Stored data entries
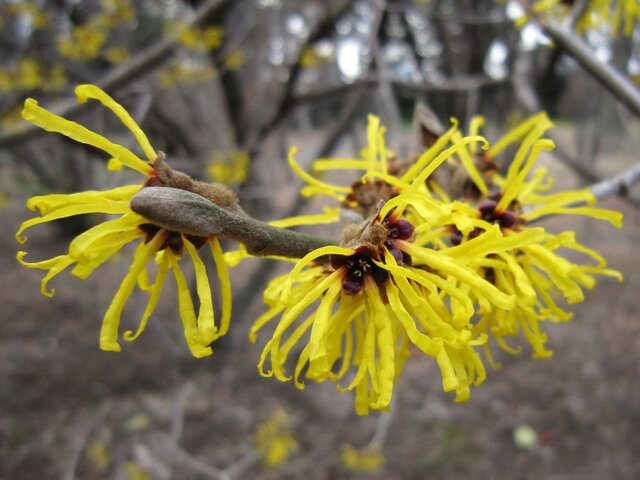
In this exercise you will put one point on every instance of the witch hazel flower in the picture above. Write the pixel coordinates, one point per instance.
(92, 248)
(373, 303)
(535, 273)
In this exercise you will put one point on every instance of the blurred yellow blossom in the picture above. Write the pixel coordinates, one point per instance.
(363, 460)
(194, 37)
(230, 168)
(39, 19)
(273, 439)
(534, 272)
(235, 59)
(136, 472)
(117, 54)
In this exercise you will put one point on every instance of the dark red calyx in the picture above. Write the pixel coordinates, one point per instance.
(358, 266)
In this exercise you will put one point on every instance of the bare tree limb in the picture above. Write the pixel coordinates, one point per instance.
(143, 62)
(620, 183)
(609, 77)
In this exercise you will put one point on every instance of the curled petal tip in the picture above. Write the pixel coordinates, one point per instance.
(110, 346)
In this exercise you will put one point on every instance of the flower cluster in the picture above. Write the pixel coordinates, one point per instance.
(437, 255)
(92, 248)
(442, 274)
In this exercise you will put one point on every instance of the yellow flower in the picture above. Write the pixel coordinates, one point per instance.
(532, 272)
(93, 247)
(185, 71)
(273, 439)
(364, 460)
(117, 54)
(599, 14)
(84, 42)
(384, 177)
(377, 293)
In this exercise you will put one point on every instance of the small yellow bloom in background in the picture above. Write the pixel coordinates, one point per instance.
(98, 455)
(362, 460)
(185, 71)
(599, 14)
(273, 439)
(93, 247)
(230, 168)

_Problem requirements:_ Copy out the records from the line containing "of the small" through the end of the records, keeping the request line unchanged. Shift every pixel coordinate in the answers by adding 139 to each of its numbers.

_Worked answer:_
In this exercise you will put one point on every instance of the small yellow bloom in background in the picture above. Write the pixel coordinates, one point per instance.
(237, 594)
(501, 599)
(324, 210)
(738, 153)
(412, 578)
(232, 386)
(369, 307)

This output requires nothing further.